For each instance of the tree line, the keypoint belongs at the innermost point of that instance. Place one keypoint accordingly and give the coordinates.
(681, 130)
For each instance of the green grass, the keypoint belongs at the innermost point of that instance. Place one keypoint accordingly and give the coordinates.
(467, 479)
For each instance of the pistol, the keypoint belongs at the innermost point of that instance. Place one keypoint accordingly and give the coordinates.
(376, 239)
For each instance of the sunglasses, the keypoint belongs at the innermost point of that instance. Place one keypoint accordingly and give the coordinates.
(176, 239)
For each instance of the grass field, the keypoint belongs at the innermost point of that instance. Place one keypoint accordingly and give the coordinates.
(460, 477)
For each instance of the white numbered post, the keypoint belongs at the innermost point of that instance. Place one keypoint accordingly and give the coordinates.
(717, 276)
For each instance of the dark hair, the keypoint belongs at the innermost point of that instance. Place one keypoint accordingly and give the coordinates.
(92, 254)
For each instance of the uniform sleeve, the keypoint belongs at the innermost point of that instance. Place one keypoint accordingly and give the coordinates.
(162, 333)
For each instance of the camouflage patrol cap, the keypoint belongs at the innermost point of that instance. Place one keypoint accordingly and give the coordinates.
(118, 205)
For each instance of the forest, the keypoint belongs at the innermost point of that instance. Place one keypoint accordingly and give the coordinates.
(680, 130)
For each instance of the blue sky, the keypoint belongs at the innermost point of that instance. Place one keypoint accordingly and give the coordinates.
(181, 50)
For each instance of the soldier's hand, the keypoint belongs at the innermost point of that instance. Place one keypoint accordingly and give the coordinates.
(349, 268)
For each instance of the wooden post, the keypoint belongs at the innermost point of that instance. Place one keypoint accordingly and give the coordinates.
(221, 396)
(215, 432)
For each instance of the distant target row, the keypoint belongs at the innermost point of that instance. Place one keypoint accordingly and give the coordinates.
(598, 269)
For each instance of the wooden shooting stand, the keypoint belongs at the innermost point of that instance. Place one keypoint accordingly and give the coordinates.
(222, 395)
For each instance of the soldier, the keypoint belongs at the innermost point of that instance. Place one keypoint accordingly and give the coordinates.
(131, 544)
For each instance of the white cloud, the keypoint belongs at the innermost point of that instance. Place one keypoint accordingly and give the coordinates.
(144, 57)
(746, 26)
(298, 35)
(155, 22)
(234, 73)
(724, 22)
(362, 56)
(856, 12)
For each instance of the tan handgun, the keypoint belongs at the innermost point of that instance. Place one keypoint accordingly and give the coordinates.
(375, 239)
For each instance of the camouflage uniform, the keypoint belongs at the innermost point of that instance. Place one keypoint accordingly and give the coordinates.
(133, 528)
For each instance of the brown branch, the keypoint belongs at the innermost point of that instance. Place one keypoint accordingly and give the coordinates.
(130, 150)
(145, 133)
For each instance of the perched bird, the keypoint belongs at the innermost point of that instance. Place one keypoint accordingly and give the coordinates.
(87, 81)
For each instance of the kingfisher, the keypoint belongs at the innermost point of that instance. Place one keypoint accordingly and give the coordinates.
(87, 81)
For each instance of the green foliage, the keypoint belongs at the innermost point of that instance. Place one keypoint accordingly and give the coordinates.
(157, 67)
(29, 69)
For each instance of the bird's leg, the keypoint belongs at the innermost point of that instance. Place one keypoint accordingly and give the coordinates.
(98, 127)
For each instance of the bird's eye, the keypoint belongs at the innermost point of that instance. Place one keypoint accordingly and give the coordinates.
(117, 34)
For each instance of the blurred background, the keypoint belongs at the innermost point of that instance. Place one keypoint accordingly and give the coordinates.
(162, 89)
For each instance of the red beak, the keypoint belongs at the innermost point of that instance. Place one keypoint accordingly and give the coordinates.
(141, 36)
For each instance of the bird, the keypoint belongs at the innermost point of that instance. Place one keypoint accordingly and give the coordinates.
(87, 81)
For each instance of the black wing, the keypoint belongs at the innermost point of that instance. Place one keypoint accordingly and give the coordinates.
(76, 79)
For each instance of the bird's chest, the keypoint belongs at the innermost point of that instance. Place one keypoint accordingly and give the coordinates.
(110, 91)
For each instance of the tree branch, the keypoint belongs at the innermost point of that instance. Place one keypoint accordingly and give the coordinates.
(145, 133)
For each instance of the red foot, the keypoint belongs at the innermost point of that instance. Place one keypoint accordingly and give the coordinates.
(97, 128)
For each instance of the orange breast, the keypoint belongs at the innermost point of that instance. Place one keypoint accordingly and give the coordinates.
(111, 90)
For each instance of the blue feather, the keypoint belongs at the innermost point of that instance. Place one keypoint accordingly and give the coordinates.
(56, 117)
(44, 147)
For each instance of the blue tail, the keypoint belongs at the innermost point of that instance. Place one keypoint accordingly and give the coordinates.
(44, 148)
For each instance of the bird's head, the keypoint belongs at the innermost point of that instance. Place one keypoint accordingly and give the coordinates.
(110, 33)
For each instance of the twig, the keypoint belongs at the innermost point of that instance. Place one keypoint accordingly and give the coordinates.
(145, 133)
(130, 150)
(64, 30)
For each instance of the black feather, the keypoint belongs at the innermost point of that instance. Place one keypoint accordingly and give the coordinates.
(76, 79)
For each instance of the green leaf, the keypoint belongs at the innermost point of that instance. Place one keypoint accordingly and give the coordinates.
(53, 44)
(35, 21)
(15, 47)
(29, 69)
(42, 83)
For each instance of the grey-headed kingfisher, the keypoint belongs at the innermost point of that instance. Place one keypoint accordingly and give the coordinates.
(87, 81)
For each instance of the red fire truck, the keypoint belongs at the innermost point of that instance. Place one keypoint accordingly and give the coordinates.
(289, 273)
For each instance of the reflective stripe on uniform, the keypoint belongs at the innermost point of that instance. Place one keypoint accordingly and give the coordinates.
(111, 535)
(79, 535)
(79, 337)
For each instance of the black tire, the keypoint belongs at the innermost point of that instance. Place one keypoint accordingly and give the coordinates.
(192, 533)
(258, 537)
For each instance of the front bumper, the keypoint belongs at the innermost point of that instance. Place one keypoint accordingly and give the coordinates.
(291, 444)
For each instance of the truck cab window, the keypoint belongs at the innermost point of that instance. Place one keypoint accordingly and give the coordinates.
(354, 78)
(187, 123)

* * * * * * *

Activity: Copy the records above. Keep every word as it is.

Written response:
For each instance of the tree line, the keypoint belongs at the innermost point of that instance. Place one keypoint accordingly and give the coordinates.
(681, 130)
For each instance of the green grass, the keypoint belongs at the innermost point of that instance. Place one keypoint accordingly and give the coordinates.
(467, 479)
For each instance of the pistol, the keypoint belongs at the innermost point of that instance. Place one keypoint accordingly and give the coordinates.
(376, 239)
For each instance of the sunglasses, the keypoint belongs at the innermost point of that instance. Place one keypoint accordingly and give the coordinates.
(176, 239)
For each instance of the grass field, the keypoint belongs at the innermost point of that instance. Place one keypoint accordingly and give the coordinates.
(460, 477)
For each instance of the white numbered post, the keypoint belongs at the innermost point of that instance. Place one keypoint accordingly and give the coordinates.
(717, 276)
For each instance of the dark hair, the keypoint belongs at the innermost point of that instance. Place one keypoint accordingly and give the coordinates.
(92, 254)
For each instance of the uniform sleeve, the keypoint belongs at the innermost point of that instance. Place one keypoint accordingly and give the coordinates.
(162, 333)
For each instance of the camouflage patrol cap, the keypoint belongs at the innermost point of that instance. Place one keypoint accordingly and give the coordinates.
(118, 205)
For each instance of the forest, the keypoint belongs at the innermost point of that instance. Place one keypoint accordingly and give the coordinates.
(680, 130)
For each instance of the blue sky, the keypoint belongs at the innermost point of that instance. Place one keypoint accordingly and give the coordinates.
(181, 50)
For each instance of the soldier's hand, the keypoint belongs at the innermost point of that instance. Place one keypoint accordingly and give the coordinates.
(349, 268)
For each instance of the wooden post, the keypoint belongs at the innermost point of that instance. Place one keypoint accordingly and give the coordinates.
(221, 396)
(215, 432)
For each instance of the distant target row, the keypoint belongs at the innermost point of that instance. Place one keypoint accordingly and give the coordinates.
(598, 269)
For each instance of the wooden shooting stand, the keypoint belongs at the innermost point of that instance. Place one keypoint accordingly and give the coordinates.
(222, 395)
For each instance of the soldier, the keypoint belongs at the innermost point of that instance. Place one keypoint accordingly and give the coordinates.
(131, 544)
For each instance of the white cloud, the keypoint belongs at the innermost point of that instance. Place one keypoint accordingly and give the coordinates.
(144, 57)
(746, 26)
(298, 35)
(155, 22)
(234, 73)
(724, 22)
(362, 56)
(856, 12)
For each instance of the tan handgun, the keypoint belongs at the innermost point of that instance. Place one keypoint accordingly and give the coordinates.
(375, 239)
For each instance of the camouflage uniform, the keypoint belongs at the innermost point of that instance. Place one keypoint accordingly and give the coordinates.
(133, 528)
For each instance of the brown branch, the keypoint belongs at the innermost point of that instance. Place one keypoint accordingly and give the coordinates.
(130, 150)
(145, 133)
For each instance of the perched bird, the keypoint belongs at the innermost point of that instance. Place one keypoint accordingly and give the coordinates.
(87, 81)
For each instance of the kingfisher, the keypoint belongs at the innermost point of that instance. Place one keypoint accordingly and give the coordinates.
(87, 81)
For each instance of the green foliage, the keypoint belongs at the innermost point of that instance. Place one keypoint accordingly and give the coordinates.
(157, 67)
(29, 69)
For each instance of the bird's leg, the keypoint belongs at the innermost point of that instance. Place one keypoint accordingly and give the coordinates.
(98, 127)
For each instance of the bird's eye, the keypoint belongs at the innermost point of that instance. Place one keypoint accordingly and give the coordinates.
(117, 34)
For each instance of the blurred background, the keypoint belongs at the innermost point of that instance. Place one keypoint accordingly and give the coordinates.
(162, 89)
For each instance of the red beak, the keypoint belongs at the innermost point of that instance. Place one keypoint accordingly and give the coordinates.
(141, 36)
For each instance of the bird, the keypoint belongs at the innermost point of that instance. Place one keypoint accordingly and give the coordinates.
(87, 81)
For each instance of the black wing, the keypoint belongs at the innermost point of that instance. Place one keypoint accordingly and give the coordinates.
(76, 79)
For each instance of the bird's chest, the keypoint belongs at the innermost point of that instance. Place one keypoint accordingly and give the coordinates.
(110, 91)
For each instance of the tree branch, the keypoint belongs at the innermost point of that instance. Place one keypoint accordingly and give the coordinates.
(145, 133)
For each instance of the red foot, the keypoint belongs at the innermost point of that instance. Place one keypoint accordingly and give the coordinates.
(97, 128)
For each instance of the orange breast, the keypoint belongs at the innermost point of that instance. Place one keypoint accordingly and give the coordinates.
(111, 90)
For each instance of the blue feather, the keypoint belongs at the innermost point of that instance. Place one keypoint accordingly and give the coordinates.
(56, 117)
(44, 147)
For each instance of the blue tail, the keypoint belongs at the innermost point of that instance. Place one keypoint accordingly and give the coordinates.
(44, 148)
For each instance of the bird's head, the keypoint belongs at the innermost point of that instance. Place one keypoint accordingly and give the coordinates.
(110, 33)
For each instance of the twig, the keypoint belongs at the innermost point of that instance. Place one keypoint accordingly and give the coordinates.
(145, 133)
(130, 150)
(64, 30)
For each instance of the black feather, the keypoint belongs at the innermost point of that instance. Place one keypoint accordingly and give the coordinates.
(76, 79)
For each instance of the green leaf, the keypoint belongs at the innermost point of that instance. Place one keypoint accordingly and give the coordinates.
(53, 44)
(35, 21)
(15, 47)
(29, 69)
(42, 83)
For each instance of the grey-headed kingfisher, the keypoint belongs at the innermost point of that instance. Place one keypoint accordingly and give the coordinates.
(87, 81)
For each instance of the red fire truck, the keypoint belongs at the innermost point of that instance. Place one keypoint accordingly and give the coordinates.
(289, 273)
For each instance of the reflective stripe on uniform, the keypoint belongs at the innermost point of that instance. Place one keypoint accordingly and give the coordinates.
(111, 535)
(79, 535)
(79, 337)
For each instance of the black tire, the keypoint belongs at the innermost point of that instance. Place one keypoint accordingly and give the coordinates.
(192, 533)
(258, 537)
For each instance of the front bumper, the keypoint belongs at the innermost point of that instance. Place one keypoint accordingly and give the coordinates.
(291, 444)
For each instance of the truck cab window, the keypoint belongs at the innermost point of that instance. Place one keypoint accordingly and give the coordinates.
(354, 78)
(187, 123)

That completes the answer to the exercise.